* **Supplied text**
*** Begin section ***

Furthermore, evidence of the hardships you face should you be required to leave Canada is crucial. Types of supporting evidence might include:

  • Country Condition Reports: Objective information about the general conditions in your home country, especially if it demonstrates that return would result in exceptional hardship.

  • Medical Documentation: If applicable, provide detailed medical reports indicating conditions that cannot be treated effectively in your home country, and how such conditions impact your everyday life.

  • Briefs From Experts: These might include assessments from social workers, psychologists, or other professionals who can speak to the negative implications of your return to your home country.

  • Letters of Support: Testimonials from friends, employers, or community leaders that attest to your character, contributions, and the adversity you may face if deported can be persuasive pieces of evidence.

All submitted documents should be clear, legible, and translated into English or French where necessary. Affidavits can also be included to explain or substantiate certain aspects of your situation that may not be covered by official documents. For children involved in the application, include school records, letters from teachers, or any documents that demonstrate their integration into Canadian life.

Remember that compiling a thorough application can be time-consuming and requires meticulous attention to detail. Applicants should start collecting and organizing the necessary documentation well in advance of submitting their H&C application. The quality and completeness of your supporting evidence are often as crucial as the narrative of hardship itself. Therefore, strategic and comprehensive documentation is paramount to convey the full scope of your circumstances and bolster your H&C application.

*** End section ***

* **Listed entries**
*** Begin section ***

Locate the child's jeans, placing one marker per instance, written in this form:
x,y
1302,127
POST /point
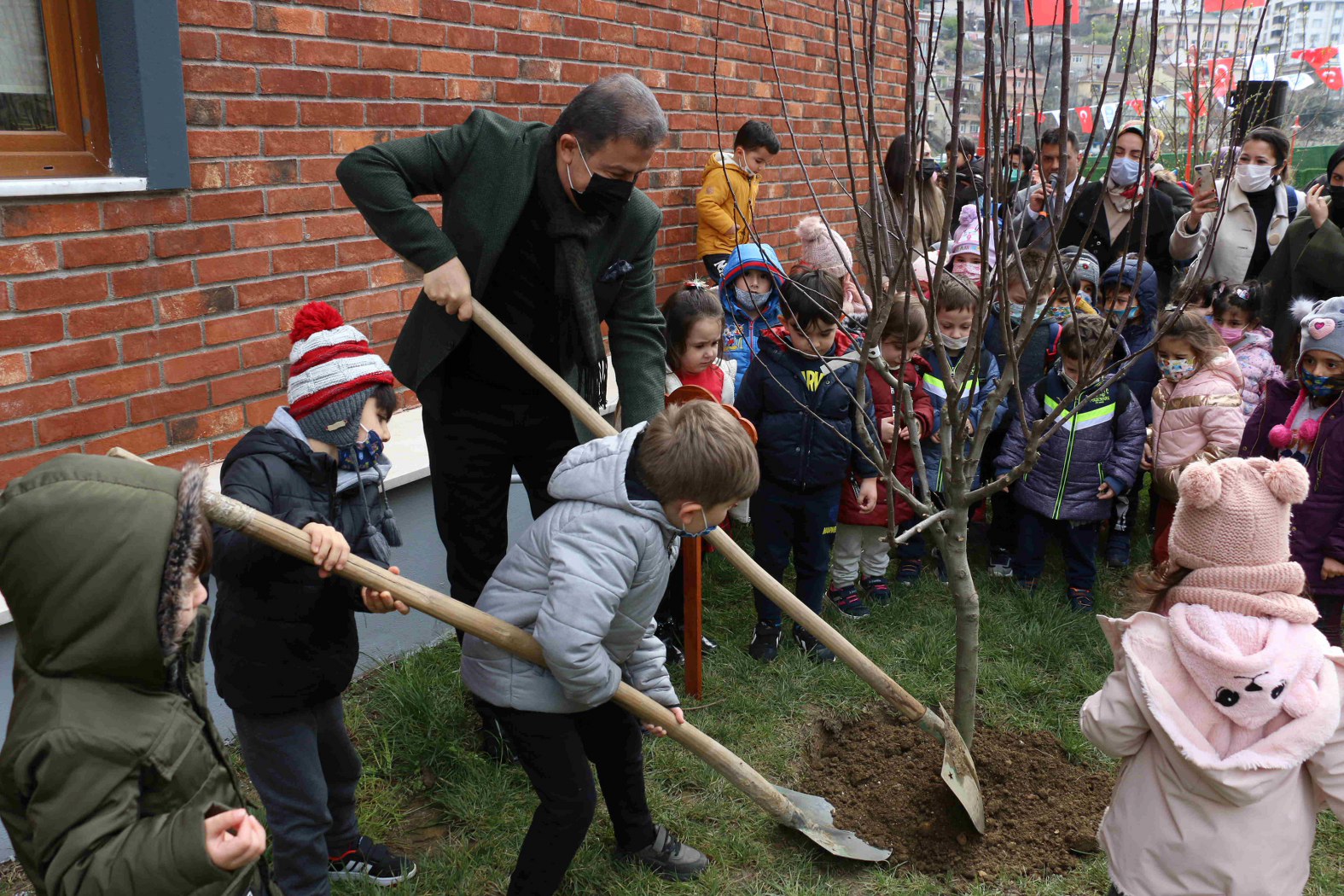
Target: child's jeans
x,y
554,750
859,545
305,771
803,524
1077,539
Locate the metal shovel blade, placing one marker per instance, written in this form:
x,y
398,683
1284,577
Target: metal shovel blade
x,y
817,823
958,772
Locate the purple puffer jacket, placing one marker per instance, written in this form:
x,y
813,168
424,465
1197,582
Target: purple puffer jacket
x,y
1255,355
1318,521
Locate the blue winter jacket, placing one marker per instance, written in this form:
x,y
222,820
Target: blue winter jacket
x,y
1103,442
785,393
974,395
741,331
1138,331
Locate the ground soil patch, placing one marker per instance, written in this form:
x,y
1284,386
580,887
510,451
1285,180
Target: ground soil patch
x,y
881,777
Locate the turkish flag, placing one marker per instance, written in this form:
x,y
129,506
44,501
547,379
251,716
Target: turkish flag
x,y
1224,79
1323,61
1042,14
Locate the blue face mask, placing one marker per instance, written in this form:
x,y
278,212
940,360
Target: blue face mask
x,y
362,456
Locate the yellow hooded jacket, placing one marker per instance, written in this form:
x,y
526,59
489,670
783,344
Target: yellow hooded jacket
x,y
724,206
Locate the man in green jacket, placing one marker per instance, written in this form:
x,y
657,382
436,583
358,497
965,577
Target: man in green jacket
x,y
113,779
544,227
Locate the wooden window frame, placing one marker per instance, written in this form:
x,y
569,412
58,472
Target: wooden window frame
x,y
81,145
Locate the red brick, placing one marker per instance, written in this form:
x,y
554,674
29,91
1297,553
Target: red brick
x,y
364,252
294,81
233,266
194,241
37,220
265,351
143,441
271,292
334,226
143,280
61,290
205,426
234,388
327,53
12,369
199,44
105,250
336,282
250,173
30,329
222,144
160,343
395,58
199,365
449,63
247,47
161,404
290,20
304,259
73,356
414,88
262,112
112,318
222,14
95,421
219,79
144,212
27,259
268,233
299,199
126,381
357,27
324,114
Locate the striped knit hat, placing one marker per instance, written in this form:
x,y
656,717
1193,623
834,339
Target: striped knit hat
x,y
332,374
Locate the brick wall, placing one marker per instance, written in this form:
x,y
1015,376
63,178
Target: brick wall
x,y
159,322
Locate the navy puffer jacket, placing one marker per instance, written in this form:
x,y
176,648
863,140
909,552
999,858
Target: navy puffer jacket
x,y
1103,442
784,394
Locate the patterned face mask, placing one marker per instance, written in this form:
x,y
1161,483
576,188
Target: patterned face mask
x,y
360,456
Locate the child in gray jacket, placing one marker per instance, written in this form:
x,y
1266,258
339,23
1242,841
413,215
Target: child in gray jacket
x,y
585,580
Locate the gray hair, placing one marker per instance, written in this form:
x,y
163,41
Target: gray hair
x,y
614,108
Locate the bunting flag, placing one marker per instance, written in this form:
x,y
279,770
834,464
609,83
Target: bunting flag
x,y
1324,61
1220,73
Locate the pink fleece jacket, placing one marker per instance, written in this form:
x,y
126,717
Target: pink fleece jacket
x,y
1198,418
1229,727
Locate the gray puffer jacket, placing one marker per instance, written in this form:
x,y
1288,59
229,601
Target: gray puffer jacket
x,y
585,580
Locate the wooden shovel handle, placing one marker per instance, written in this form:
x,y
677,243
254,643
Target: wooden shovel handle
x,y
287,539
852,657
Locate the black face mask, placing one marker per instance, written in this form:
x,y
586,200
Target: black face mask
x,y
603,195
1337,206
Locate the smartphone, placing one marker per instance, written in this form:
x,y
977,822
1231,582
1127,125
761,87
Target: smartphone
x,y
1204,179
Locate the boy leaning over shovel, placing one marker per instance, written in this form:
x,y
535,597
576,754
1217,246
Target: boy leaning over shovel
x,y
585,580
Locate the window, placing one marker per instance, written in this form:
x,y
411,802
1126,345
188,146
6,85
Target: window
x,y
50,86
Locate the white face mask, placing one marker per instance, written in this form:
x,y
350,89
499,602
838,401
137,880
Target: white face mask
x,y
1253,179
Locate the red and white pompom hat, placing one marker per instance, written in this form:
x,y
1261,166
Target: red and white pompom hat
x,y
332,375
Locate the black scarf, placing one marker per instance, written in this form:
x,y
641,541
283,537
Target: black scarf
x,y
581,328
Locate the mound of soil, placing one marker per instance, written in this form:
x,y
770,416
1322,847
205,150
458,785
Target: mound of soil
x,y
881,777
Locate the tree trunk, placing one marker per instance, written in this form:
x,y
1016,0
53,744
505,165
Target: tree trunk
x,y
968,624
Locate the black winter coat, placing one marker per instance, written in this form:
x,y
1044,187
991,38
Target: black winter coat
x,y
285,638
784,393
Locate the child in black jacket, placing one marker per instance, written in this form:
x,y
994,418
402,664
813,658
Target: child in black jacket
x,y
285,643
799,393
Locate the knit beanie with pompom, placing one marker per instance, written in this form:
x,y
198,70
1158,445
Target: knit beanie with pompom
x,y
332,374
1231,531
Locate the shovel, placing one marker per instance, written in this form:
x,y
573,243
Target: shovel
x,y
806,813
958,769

*** End section ***

* **What you have to do**
In the text on supporting evidence for an H&C application, retype the words between "Furthermore, evidence of" and "your home country.", inclusive.

* **Solution to the problem**
Furthermore, evidence of the hardships you face should you be required to leave Canada is crucial. Types of supporting evidence might include:

  • Country Condition Reports: Objective information about the general conditions in your home country, especially if it demonstrates that return would result in exceptional hardship.

  • Medical Documentation: If applicable, provide detailed medical reports indicating conditions that cannot be treated effectively in your home country, and how such conditions impact your everyday life.

  • Briefs From Experts: These might include assessments from social workers, psychologists, or other professionals who can speak to the negative implications of your return to your home country.